> _Set task_: Write out only the tail of the records, beginning at the line containing "leaf, that would be a great help." and including the last line, exactly as written.

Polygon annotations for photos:
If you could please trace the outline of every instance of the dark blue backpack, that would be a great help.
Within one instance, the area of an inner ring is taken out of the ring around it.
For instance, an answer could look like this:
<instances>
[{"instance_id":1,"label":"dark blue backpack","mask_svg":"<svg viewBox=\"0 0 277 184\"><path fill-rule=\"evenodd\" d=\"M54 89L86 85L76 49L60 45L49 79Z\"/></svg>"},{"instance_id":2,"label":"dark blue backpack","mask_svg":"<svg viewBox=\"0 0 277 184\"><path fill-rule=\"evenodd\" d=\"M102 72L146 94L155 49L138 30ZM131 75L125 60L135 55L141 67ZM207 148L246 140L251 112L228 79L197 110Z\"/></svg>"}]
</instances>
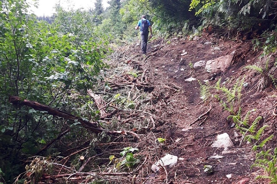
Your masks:
<instances>
[{"instance_id":1,"label":"dark blue backpack","mask_svg":"<svg viewBox=\"0 0 277 184\"><path fill-rule=\"evenodd\" d=\"M145 20L141 20L141 30L144 32L148 32L148 22L146 19Z\"/></svg>"}]
</instances>

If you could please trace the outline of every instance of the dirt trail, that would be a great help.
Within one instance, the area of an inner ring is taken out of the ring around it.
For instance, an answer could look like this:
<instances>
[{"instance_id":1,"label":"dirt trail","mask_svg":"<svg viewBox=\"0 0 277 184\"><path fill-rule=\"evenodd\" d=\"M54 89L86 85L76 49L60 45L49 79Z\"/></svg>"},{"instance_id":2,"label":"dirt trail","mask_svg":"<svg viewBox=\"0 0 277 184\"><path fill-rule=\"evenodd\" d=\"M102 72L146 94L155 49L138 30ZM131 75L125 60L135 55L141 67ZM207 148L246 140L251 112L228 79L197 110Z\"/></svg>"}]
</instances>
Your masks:
<instances>
[{"instance_id":1,"label":"dirt trail","mask_svg":"<svg viewBox=\"0 0 277 184\"><path fill-rule=\"evenodd\" d=\"M208 42L210 43L204 44ZM137 47L136 49L138 50L139 46ZM219 49L215 49L215 47ZM152 175L152 181L149 183L154 183L158 181L161 175L164 177L165 175L165 177L168 179L168 183L267 183L265 181L255 180L258 173L254 172L257 169L250 170L250 166L253 164L255 153L251 152L251 147L246 143L239 147L241 137L234 136L235 129L231 127L231 122L227 120L230 114L223 110L218 102L203 102L200 98L198 81L209 80L210 84L213 85L219 78L223 81L227 77L238 77L241 75L242 66L247 64L247 61L256 59L257 56L251 48L250 42L224 41L211 37L204 36L198 40L192 41L177 39L166 41L160 39L150 43L149 52L145 56L139 56L137 60L145 61L148 68L146 77L154 86L154 90L160 90L162 93L161 89L167 88L171 91L169 96L165 94L164 96L163 100L166 108L157 105L159 109L155 110L165 122L155 132L163 134L169 148L164 150L163 155L158 156L163 156L170 153L183 158L177 165L167 168L166 173L160 173L160 176L159 175ZM211 74L203 67L194 69L191 67L191 65L196 62L214 59L234 51L233 63L225 71ZM187 53L184 54L186 52ZM133 54L136 54L134 52ZM151 55L153 55L149 56ZM191 77L197 80L185 81ZM252 94L253 100L248 103L245 101L248 106L258 98L255 92ZM203 121L203 118L189 126L209 108L210 111L205 120ZM223 148L210 146L217 135L225 133L228 134L234 143L231 150L235 151L232 154L223 155ZM180 140L177 142L177 139ZM224 157L208 159L216 155ZM204 172L205 165L213 166L214 172L212 174L207 175ZM259 171L259 174L262 174L262 171ZM231 177L228 178L226 175L230 174Z\"/></svg>"}]
</instances>

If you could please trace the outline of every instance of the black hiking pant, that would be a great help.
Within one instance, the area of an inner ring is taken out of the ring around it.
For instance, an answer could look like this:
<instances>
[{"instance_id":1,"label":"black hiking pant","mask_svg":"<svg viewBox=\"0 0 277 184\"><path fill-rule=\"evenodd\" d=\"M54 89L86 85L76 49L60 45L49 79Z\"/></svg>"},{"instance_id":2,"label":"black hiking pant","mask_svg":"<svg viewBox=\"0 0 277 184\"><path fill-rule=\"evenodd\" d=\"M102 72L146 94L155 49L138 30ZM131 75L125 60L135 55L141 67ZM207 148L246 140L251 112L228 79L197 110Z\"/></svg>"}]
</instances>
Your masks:
<instances>
[{"instance_id":1,"label":"black hiking pant","mask_svg":"<svg viewBox=\"0 0 277 184\"><path fill-rule=\"evenodd\" d=\"M145 53L146 52L147 47L147 40L148 39L148 34L149 32L146 32L141 31L141 51Z\"/></svg>"}]
</instances>

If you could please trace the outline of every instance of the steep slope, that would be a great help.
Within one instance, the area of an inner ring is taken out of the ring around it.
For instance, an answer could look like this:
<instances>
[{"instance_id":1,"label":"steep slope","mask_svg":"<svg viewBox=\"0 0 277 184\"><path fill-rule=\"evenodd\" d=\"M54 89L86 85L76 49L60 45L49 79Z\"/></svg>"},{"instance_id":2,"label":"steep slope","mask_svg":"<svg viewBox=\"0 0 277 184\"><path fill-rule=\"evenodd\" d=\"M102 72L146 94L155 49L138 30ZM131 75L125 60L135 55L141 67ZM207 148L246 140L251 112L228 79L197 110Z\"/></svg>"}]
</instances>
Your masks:
<instances>
[{"instance_id":1,"label":"steep slope","mask_svg":"<svg viewBox=\"0 0 277 184\"><path fill-rule=\"evenodd\" d=\"M177 38L153 41L149 44L146 55L140 55L135 59L145 63L147 68L146 77L154 85L153 91L162 93L162 89L166 87L173 92L169 96L164 96L165 106L164 104L155 110L165 123L158 130L153 131L161 133L163 135L160 134L159 136L166 139L164 146L167 148L152 157L155 160L151 160L150 164L167 153L181 158L174 166L165 168L166 172L149 175L149 178L153 181L147 183L154 183L161 177L167 179L167 183L262 183L262 180L256 181L254 178L259 174L263 174L263 171L256 173L258 169L250 169L256 152L251 151L252 144L241 141L243 135L236 129L231 118L227 120L229 116L233 114L224 110L220 100L214 97L223 92L210 88L211 96L204 102L200 98L199 84L204 85L205 81L209 86L214 86L221 78L221 83L225 81L225 85L231 90L240 79L239 83L244 85L238 94L241 96L239 101L234 103L233 112L236 113L241 107L242 117L245 117L248 111L256 109L250 116L250 125L259 116L263 118L258 124L259 128L264 124L274 124L275 120L272 107L275 100L269 97L275 94L275 89L271 86L257 91L260 75L242 69L244 66L260 61L261 53L252 50L250 42L227 41L207 35L197 38L192 41ZM134 47L133 50L139 50L139 46ZM205 60L205 63L207 60L229 55L233 57L230 66L223 71L211 73L205 69L205 66L193 67L200 61ZM134 60L128 60L129 64L132 65ZM185 80L191 77L196 80ZM268 111L264 110L271 108ZM201 115L203 118L198 119ZM260 141L272 133L270 129L266 129ZM225 133L234 145L228 150L230 151L223 154L224 148L211 146L217 135ZM224 157L209 158L218 155ZM204 171L206 165L213 166L214 172L211 174ZM230 174L231 178L228 178L226 175Z\"/></svg>"}]
</instances>

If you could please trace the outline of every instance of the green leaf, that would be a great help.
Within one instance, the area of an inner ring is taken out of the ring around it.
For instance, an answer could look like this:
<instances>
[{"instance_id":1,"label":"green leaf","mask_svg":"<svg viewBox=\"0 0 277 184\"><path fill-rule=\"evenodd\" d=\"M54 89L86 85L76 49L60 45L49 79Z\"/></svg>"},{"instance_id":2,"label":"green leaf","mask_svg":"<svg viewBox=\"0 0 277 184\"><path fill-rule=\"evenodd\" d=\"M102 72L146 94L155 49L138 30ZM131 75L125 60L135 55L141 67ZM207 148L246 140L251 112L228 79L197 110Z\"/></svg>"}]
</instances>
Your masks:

> _Solution_:
If you could please trace the outline of every instance of the green leaf, that would be a great help.
Within one instance, the area of an inner ring is taken out of the ring around it.
For instance, an answer could look like this:
<instances>
[{"instance_id":1,"label":"green leaf","mask_svg":"<svg viewBox=\"0 0 277 184\"><path fill-rule=\"evenodd\" d=\"M54 89L86 85L76 49L60 45L49 79Z\"/></svg>"},{"instance_id":2,"label":"green leaf","mask_svg":"<svg viewBox=\"0 0 277 184\"><path fill-rule=\"evenodd\" d=\"M102 72L146 94L155 49L138 30ZM131 75L125 60L135 55L141 67ZM207 148L246 140L251 112L228 79L197 110Z\"/></svg>"}]
</instances>
Your masks:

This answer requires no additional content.